--- BEGIN ---

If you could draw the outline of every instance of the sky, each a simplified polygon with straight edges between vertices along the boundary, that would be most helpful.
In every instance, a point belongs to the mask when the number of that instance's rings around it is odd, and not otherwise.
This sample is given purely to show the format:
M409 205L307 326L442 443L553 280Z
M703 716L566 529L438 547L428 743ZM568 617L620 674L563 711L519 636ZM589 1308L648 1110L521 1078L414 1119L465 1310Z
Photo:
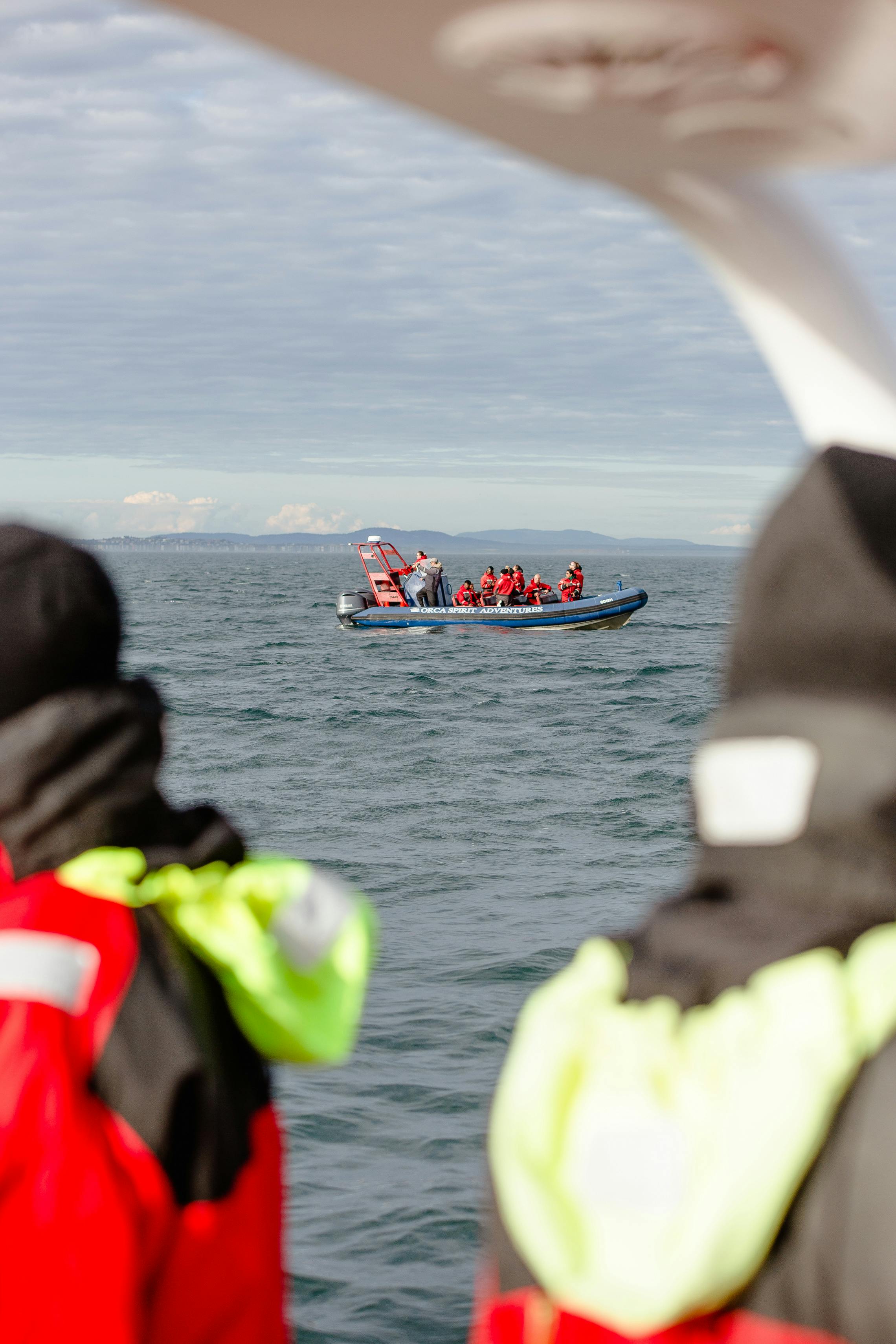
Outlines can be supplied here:
M0 513L747 544L805 460L633 200L142 5L0 9ZM810 179L896 327L896 169Z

--- END ---

TASK –
Restate every line of the items with "sky" changed to "ocean" and all other wording kept the same, omitting the pictures.

RESPONSE FOR THIS EXERCISE –
If you could draw the outline of every instance of the ocean, each a simplified polygon with straight edges between vertices along the boundary, that would be most helpful.
In every instance, a point belongs to the mask when the number of that instance's rings around it is odd, and not otherwise.
This sample is given purely to show the format:
M409 205L307 326L442 443L553 280Z
M703 716L566 529L438 547L428 743ZM568 617L620 674L563 711L519 636ZM589 1308L648 1110L521 1078L414 1119L465 1310Z
Photo:
Outlines can be supplied here:
M0 513L747 544L805 460L633 200L142 5L0 9ZM810 179L896 327L896 169Z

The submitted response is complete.